RECORD LIST →
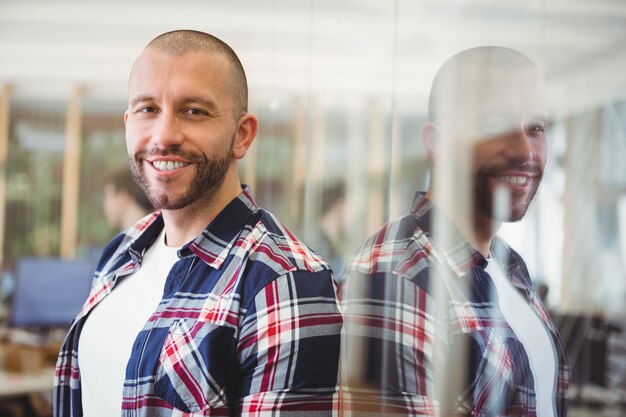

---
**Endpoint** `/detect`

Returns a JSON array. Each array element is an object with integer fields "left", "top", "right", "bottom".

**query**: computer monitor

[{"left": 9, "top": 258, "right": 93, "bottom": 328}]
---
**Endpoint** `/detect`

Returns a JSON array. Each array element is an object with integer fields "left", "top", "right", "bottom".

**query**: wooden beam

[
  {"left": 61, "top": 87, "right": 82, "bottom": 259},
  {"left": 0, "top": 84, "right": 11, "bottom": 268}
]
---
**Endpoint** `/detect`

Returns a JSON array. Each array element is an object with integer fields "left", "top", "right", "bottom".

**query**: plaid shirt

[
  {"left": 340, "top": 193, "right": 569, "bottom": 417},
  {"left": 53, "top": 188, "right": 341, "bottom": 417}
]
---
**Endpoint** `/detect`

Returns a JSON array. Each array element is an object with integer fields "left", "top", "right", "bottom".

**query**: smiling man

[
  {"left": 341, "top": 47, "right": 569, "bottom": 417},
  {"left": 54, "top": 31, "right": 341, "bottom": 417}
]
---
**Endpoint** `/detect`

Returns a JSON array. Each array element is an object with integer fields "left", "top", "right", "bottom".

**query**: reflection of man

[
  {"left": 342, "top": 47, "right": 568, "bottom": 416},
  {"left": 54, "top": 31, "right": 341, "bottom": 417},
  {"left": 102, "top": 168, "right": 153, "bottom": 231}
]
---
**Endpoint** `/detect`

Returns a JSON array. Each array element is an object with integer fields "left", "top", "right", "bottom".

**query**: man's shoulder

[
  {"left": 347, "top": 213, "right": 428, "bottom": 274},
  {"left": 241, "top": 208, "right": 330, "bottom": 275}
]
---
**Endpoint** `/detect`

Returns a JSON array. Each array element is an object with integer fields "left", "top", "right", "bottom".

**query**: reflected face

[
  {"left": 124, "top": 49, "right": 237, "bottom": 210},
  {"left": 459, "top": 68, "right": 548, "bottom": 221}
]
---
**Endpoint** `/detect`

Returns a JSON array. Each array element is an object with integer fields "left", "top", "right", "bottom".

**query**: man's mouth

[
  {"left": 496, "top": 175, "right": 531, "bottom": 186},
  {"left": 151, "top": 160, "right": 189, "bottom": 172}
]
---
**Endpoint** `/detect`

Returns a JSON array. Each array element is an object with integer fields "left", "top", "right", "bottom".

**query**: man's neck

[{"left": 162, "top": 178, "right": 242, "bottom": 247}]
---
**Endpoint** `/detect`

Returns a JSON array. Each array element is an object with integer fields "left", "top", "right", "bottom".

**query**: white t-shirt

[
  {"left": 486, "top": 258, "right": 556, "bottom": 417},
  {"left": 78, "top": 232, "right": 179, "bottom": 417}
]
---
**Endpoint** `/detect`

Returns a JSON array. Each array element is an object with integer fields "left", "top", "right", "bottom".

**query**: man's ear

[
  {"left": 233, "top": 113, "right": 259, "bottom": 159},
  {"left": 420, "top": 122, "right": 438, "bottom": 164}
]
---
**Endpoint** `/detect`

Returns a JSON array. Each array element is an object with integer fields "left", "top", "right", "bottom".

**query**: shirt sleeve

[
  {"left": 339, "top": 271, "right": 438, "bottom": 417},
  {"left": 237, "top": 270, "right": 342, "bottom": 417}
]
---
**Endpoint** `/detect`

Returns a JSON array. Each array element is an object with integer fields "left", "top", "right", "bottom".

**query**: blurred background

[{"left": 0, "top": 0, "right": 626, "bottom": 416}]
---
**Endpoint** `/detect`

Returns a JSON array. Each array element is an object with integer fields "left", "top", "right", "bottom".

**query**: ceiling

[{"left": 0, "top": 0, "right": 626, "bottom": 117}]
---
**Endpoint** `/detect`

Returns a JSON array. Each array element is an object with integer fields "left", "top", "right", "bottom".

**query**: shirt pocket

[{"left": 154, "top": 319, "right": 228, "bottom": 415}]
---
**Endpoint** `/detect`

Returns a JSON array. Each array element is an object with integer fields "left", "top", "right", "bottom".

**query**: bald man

SET EXERCISE → Report each line in the records that contains the string "shirt". Matching is case-sensitive.

THE OUTPUT →
**query**: plaid shirt
**query**: white t-shirt
**query**: shirt sleeve
**query**: shirt pocket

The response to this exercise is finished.